* [Angezeigter Text]
Entscheidungsstichwort (Thema)

Betriebliche Übung. Lohnerhöhung. Bezugnahme auf Tarifvertrag. Gleichstellungsabrede

 

Leitsatz (amtlich)

1. Zahlt der Beklagte ab April 2004 der Klägerin über einen Zeitraum von mehr als 3 Monaten hinaus monatlich eine um 2,4% erhöhte Vergütung ohne jeglichen Vorbehalt, gibt er durch diese regelmäßige Wiederholung der neuen Vergütung objektiv zu erkennen, der Klägerin eine entsprechende Gehaltserhöhung gewähren zu wollen.

2. Wenn der Beklagte trotz Nichtvorlage eines Übernahmetarifvertrages und trotz Kündigung der Mitgliedschaft in der Landestarifgemeinschaft seinen Mitarbeitern ab 01.04.2004 eine Gehaltserhöhung von 2,4% tatsächlich gewährt, durften die Arbeitnehmer objektiv darauf vertrauen, dass diese Zahlungen unabhängig von einer tariflichen oder vertraglichen Verpflichtung des Beklagten erfolgen sollen.

3. Die Tariferhöhung für den öffentlichen Dienst ab 2004 ist nicht aufgrund § 3 der Rahmenbedingungen und § 67 Abs. 3 DRK-TV ohne weiteren Übertragungsakt Inhalt des Arbeitsverhältnisses geworden. Vielmehr ist eine Übernahme der Regelungen erforderlich, das heißt ein Rechtsakt, der dazu führt, dass die für den Bereich des BAT geltenden Bestimmungen auch für die Mitarbeiter des DRK Geltung beanspruchen.

 

Normenkette

DRK-TV § 67 Abs. 3; TVG § 4 Abs. 1; BGB § 310 Abs. 4, § 350 Abs. 2

 

Verfahrensgang

ArbG Hannover (Urteil vom 24.08.2004; Aktenzeichen 11 Ca 365/04)

 

Tenor

Die Berufung des Beklagten gegen das Urteil des Arbeitsgerichts Hannover vom 24.08.2004, 11 Ca 365/04, wird zurückgewiesen.

Auf die Berufung der Klägerin wird das Urteil des Arbeitsgerichts Hannover vom 24.08.2004, 11 Ca 365/04, teilweise abgeändert:

Es wird festgestellt, dass der Beklagte verpflichtet ist, an die Klägerin seit dem 01. Januar 2004 eine Gehaltserhöhung von 2,4 % weiter zu zahlen und die monatlichen Differenzbeträge zwischen gezahlter und beantragter Vergütung jeweils ab Fälligkeit mit 5 Prozentpunkten über dem Basiszinssatz zu verzinsen.

Im Übrigen wird die Berufung der Klägerin zurückgewiesen.

Die Kosten des Berufungsverfahrens tragen die Klägerin und der Beklagte jeweils zu 50 %.

Die Revision wird zugelassen.

* [Bereitgestellte Daten]
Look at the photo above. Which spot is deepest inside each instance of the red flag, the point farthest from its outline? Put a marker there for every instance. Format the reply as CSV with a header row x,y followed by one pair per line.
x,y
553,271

* [Kurze Übung A] Gib aus dem Urteil zur betrieblichen Übung den Abschnitt wortgetreu wieder, der mit den Worten „Verfahrensgang“ einsetzt und mit „Basiszinssatz zu verzinsen.“ schließt.
* [Kurze Übung B] Führe das Urteil zur betrieblichen Übung nach seinem letzten Satz weiter.

* [Ergebnis A]
Verfahrensgang

ArbG Hannover (Urteil vom 24.08.2004; Aktenzeichen 11 Ca 365/04)

 

Tenor

Die Berufung des Beklagten gegen das Urteil des Arbeitsgerichts Hannover vom 24.08.2004, 11 Ca 365/04, wird zurückgewiesen.

Auf die Berufung der Klägerin wird das Urteil des Arbeitsgerichts Hannover vom 24.08.2004, 11 Ca 365/04, teilweise abgeändert:

Es wird festgestellt, dass der Beklagte verpflichtet ist, an die Klägerin seit dem 01. Januar 2004 eine Gehaltserhöhung von 2,4 % weiter zu zahlen und die monatlichen Differenzbeträge zwischen gezahlter und beantragter Vergütung jeweils ab Fälligkeit mit 5 Prozentpunkten über dem Basiszinssatz zu verzinsen.

* [Ergebnis B]
 

Tatbestand

Die Parteien streiten darüber, ob der Beklagte zum einen berechtigt war, eine ab 01.04.2003 tatsächlich gewährte Erhöhung der Vergütung um 2,4% ab Januar 2004 wieder rückgängig zu machen, und ob der Beklagte zum anderen verpflichtet ist, der Klägerin ab 01.01.2004 und ab 01.05.2004 jeweils eine weitere Vergütungserhöhung von 1% zu gewähren.

Die 1957 geborene Klägerin ist seit dem 01.06.1984 bei dem Beklagten als Hauswirtschaftsleiterin mit einer regelmäßigen wöchentlichen Arbeitszeit von 24,06 Stunden beschäftigt. In dem Arbeitsvertrag vom 25.06.1984 (Bl. 5, 6 d.A.) wurde unter anderem vereinbart, dass dem Arbeitsverhältnis die Arbeitsbedingungen für die Angestellten und Arbeiter des Deutschen Roten Kreuzes in der jeweils geltenden Fassung zu Grunde liegen, und dass die Beschäftigung bei dem Deutschen Roten Kreuz nicht als öffentlicher Dienst gilt.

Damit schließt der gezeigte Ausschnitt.